▶ **Data items**:

·····

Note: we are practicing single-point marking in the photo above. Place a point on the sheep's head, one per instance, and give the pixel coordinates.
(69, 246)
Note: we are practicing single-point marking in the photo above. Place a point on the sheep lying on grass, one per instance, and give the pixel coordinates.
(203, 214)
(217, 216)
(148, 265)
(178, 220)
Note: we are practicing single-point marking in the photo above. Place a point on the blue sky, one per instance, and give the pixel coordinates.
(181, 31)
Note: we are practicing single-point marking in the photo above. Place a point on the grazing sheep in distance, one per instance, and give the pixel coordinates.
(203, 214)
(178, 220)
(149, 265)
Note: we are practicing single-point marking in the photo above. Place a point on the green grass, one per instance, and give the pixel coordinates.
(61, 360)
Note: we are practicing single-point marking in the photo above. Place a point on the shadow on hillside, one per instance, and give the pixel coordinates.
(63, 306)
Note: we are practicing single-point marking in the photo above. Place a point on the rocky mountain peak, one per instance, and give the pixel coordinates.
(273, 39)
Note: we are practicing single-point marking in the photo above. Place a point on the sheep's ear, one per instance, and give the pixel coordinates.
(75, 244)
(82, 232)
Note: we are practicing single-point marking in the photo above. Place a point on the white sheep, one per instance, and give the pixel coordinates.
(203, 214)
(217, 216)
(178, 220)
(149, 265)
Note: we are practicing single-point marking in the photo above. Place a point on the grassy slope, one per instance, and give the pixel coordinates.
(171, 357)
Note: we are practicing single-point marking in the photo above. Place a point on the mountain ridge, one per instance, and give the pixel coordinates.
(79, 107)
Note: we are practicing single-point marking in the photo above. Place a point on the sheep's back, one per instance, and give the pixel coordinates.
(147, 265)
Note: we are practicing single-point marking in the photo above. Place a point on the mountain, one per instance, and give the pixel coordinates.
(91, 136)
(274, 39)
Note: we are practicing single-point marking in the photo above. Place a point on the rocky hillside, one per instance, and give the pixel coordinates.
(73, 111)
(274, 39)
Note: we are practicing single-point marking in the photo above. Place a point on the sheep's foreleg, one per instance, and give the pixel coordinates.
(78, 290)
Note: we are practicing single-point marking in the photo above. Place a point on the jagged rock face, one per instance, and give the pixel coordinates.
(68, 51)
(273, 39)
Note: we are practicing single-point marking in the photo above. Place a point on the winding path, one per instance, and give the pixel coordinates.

·····

Repeat every record, exactly as written.

Note: we are practicing single-point marking in the photo above. Place a point on the sheep's head, one per instance, and give the pixel coordinates.
(69, 246)
Note: we are practicing single-point marking in the photo above. Place a point on the sheep lying on grass, one per instance, and give the pixel coordinates.
(203, 214)
(217, 216)
(148, 265)
(178, 220)
Note: we are practicing single-point marking in the photo above. Place a point on the blue sky, one per instance, and give the pixel coordinates.
(181, 31)
Note: we are practicing single-point marking in the photo above. Place a point on the grazing sheep in distance, one per instance, and give the pixel coordinates.
(203, 214)
(178, 220)
(149, 265)
Note: we are practicing single-point marking in the photo above. Place a point on the green grass, one per instance, and give the pixel coordinates.
(61, 360)
Note: we are practicing single-point marking in the photo above. Place a point on the shadow on hillside, one per instance, and give the pixel coordinates.
(63, 306)
Note: we are practicing single-point marking in the photo above. Place a point on the rocky mountain peak, one per instance, and give the pixel coordinates.
(273, 39)
Note: we are practicing single-point marking in the photo above. Place a point on the sheep's ear, one per instance, and give the pixel coordinates.
(75, 244)
(82, 232)
Note: we are practicing single-point marking in the photo above. Place a point on the white sheep, one per instance, and give the pixel coordinates.
(203, 214)
(217, 216)
(178, 220)
(149, 265)
Note: we are practicing single-point marking in the photo above. Place a point on the grassy slope, one per instance, and give the pixel coordinates.
(171, 357)
Note: we are practicing single-point marking in the photo above. Place a point on the mountain ridge, one per instance, and give the pixel coordinates.
(79, 107)
Note: we are practicing single-point marking in the photo above. Place a point on the sheep's back, one per instance, and give the pixel coordinates.
(147, 265)
Note: we are practicing single-point marking in the photo above. Place a point on the mountain, one per instance, and give the pixel coordinates.
(91, 136)
(274, 39)
Note: we are practicing single-point marking in the photo above. Place a point on the rocky hillside, one per instance, and give the pixel coordinates.
(73, 111)
(274, 39)
Note: we are practicing single-point marking in the photo above. Place a point on the sheep's foreleg, one per instance, and give the pixel coordinates.
(78, 290)
Note: we are practicing single-point marking in the photo above. Place a point on the jagged rock face, one per instance, and give the pixel coordinates.
(68, 51)
(273, 39)
Note: we are practicing single-point marking in the photo above. Place a point on the winding path, one per instance, and give the pixel coordinates.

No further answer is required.